_REQUIRED WORK_. Reproduce all of the material exactly as shown.

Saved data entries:
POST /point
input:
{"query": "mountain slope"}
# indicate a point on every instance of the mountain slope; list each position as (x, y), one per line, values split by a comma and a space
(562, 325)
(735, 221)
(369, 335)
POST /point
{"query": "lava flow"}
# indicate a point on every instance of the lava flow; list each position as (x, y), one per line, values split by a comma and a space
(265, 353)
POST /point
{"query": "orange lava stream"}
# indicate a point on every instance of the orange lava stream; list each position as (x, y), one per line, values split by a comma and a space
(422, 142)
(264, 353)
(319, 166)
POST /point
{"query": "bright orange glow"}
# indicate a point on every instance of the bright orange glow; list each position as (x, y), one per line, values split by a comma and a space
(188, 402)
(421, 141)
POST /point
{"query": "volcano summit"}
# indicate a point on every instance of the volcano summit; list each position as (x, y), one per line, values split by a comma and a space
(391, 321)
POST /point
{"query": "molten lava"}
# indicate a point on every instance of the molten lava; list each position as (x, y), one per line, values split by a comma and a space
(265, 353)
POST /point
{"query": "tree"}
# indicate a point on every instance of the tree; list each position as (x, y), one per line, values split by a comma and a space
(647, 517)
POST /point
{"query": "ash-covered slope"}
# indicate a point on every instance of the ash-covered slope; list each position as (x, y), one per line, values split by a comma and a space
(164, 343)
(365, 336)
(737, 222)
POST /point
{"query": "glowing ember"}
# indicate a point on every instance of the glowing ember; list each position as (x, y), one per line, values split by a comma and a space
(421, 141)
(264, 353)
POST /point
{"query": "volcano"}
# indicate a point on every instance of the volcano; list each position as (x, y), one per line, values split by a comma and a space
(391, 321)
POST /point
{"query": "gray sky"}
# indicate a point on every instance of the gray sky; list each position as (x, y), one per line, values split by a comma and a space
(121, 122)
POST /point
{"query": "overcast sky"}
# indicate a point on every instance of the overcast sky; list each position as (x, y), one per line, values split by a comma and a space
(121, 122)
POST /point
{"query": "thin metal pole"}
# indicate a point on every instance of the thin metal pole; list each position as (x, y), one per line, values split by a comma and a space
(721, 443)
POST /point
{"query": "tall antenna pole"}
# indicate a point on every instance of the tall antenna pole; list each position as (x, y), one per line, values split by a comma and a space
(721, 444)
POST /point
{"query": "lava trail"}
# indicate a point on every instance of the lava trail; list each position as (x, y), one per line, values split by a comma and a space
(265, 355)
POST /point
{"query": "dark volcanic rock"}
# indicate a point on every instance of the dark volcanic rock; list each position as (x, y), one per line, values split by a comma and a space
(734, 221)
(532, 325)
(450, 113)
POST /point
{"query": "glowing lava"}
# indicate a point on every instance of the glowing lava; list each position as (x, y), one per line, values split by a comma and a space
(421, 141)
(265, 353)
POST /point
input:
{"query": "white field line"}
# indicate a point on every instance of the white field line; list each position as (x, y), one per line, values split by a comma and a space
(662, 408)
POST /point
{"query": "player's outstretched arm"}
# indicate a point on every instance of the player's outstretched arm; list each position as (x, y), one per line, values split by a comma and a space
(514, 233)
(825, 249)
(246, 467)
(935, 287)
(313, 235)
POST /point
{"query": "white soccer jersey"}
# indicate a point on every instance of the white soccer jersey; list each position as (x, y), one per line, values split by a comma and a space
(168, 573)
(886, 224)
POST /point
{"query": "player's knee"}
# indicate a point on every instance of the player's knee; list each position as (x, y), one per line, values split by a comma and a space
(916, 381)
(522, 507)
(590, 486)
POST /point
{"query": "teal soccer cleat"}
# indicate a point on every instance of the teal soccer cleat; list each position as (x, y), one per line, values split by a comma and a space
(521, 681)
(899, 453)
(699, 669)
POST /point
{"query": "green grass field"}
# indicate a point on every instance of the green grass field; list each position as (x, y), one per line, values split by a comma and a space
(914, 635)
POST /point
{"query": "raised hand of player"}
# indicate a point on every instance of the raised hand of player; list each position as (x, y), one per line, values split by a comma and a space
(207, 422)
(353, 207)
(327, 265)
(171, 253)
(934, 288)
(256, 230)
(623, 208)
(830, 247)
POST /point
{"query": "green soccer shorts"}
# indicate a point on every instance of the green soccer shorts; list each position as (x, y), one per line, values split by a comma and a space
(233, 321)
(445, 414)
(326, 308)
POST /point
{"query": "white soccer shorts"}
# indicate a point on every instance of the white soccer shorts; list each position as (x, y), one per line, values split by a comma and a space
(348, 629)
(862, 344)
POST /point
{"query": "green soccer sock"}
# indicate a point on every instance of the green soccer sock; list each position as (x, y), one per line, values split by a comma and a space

_ANSWER FOR THIS EXERCISE_.
POST /point
input:
{"query": "mountain slope"}
# indicate a point on every instance of the mountain slope; list each position as (x, y), one per line, values split by a comma and a space
(562, 325)
(735, 221)
(369, 335)
POST /point
{"query": "lava flow"}
# indicate a point on every instance of the lava flow; list each position as (x, y), one per line, values split by a comma and a space
(265, 353)
POST /point
{"query": "orange lava stream"}
# indicate a point on every instance of the orange lava stream; list each position as (x, y), one per line, values split by a comma and a space
(422, 142)
(264, 353)
(319, 166)
POST /point
{"query": "bright orange glow"}
# indicate a point on every instance of the bright orange glow; list each position as (x, y), one per line, values split by a comma and a space
(188, 402)
(421, 141)
POST /point
{"query": "volcano summit"}
# indicate a point on every instance of the volcano summit; list each position as (x, y), one per line, values split by a comma and a space
(391, 321)
POST /point
{"query": "molten lava"}
# indicate a point on every instance of the molten lava; list each position as (x, y), one per line, values split by a comma and a space
(265, 353)
POST /point
{"query": "tree"}
# indicate a point on every instance of the tree; list each position as (x, y), one per line, values split by a comma and a space
(647, 517)
POST /point
{"query": "ash-covered slope"}
# indicate a point on every instance of the ash-covered slope; list each position as (x, y), one per line, values split by a comma and a space
(164, 343)
(365, 336)
(737, 222)
POST /point
{"query": "glowing ember"}
# indicate a point on every instance of the glowing ember; list each position as (x, y), one per line, values split by a comma and a space
(421, 141)
(264, 353)
POST /point
{"query": "volcano"}
# indicate a point on every instance of the volcano; list each position as (x, y), one per line, values split by a comma and a space
(391, 321)
POST /point
{"query": "gray sky"}
# indicate a point on every instance of the gray sky; list each position as (x, y), one per line, values split by a comma and a space
(121, 122)
POST /point
{"query": "overcast sky"}
# indicate a point on every instance of the overcast sky; list each position as (x, y), one per line, values split by a comma and a space
(121, 122)
POST /point
{"query": "thin metal pole"}
# indicate a point on every instance of the thin metal pole; list each position as (x, y), one per line, values split by a comma and a space
(721, 443)
POST /point
{"query": "tall antenna pole"}
# indicate a point on every instance of the tall antenna pole; list each position as (x, y), one per line, values split by a comma and a space
(721, 444)
POST /point
{"query": "lava trail"}
# indicate a point on every instance of the lava trail; list each position as (x, y), one per line, values split by a comma and a space
(265, 355)
POST /point
{"query": "dark volcanic rock"}
# indicate a point on every instance of the dark volcanic rock; list each position as (x, y), one per line, values split by a comma and a space
(734, 221)
(532, 325)
(450, 113)
POST /point
{"query": "glowing lava"}
# indicate a point on every instance of the glowing lava; list each position as (x, y), one per line, values split by a comma and a space
(421, 141)
(265, 353)
POST /point
input:
{"query": "white field line"}
# indicate a point on every instance of the white field line; list each position as (x, y), one per line, values split by a comma and a space
(662, 408)
POST /point
{"query": "player's outstretched arm"}
# indicate a point on every instance of the player's outstretched arm; list each position as (x, y), one per line, values split by a comma and a space
(514, 233)
(825, 249)
(246, 467)
(935, 287)
(313, 235)
POST /point
{"query": "white soccer jersey"}
# indicate a point on every instance of the white soccer jersey; list each position as (x, y), one per line, values split by a comma and a space
(168, 573)
(886, 224)
POST /point
{"query": "player's knee"}
# indicate a point on every instance of the player's knee; list each position as (x, y), one per line, values split by a comma and a space
(916, 381)
(522, 507)
(590, 486)
POST /point
{"query": "teal soccer cleat"}
# indicate a point on every instance of the teal soccer cleat; list each position as (x, y), one per line, values split by a comma and a space
(521, 681)
(899, 453)
(699, 669)
POST /point
{"query": "green grass field"}
# indicate a point on every instance of the green grass field; list each position as (x, y), one per line, values split by a comma and a space
(914, 635)
POST /point
{"query": "raised hand of player"}
# indicate a point on every instance of the raised hand of player; list each position as (x, y), one per line, values split by a comma and a space
(207, 422)
(353, 207)
(327, 265)
(171, 253)
(934, 288)
(256, 230)
(623, 208)
(830, 247)
POST /point
{"query": "green soccer shorts"}
# indicate a point on every instance of the green soccer shorts; list each position as (x, y), one per line, values split by a comma and a space
(233, 321)
(445, 414)
(326, 308)
POST /point
{"query": "white soccer shorts"}
# indicate a point on every instance of the white soccer shorts; list each position as (x, y), one per line, values split by a comma and a space
(348, 629)
(862, 344)
POST /point
{"query": "green soccer sock"}
# indicate a point on every instance of the green soccer sock; list each position as (x, y), one per line, values split by a comma and a space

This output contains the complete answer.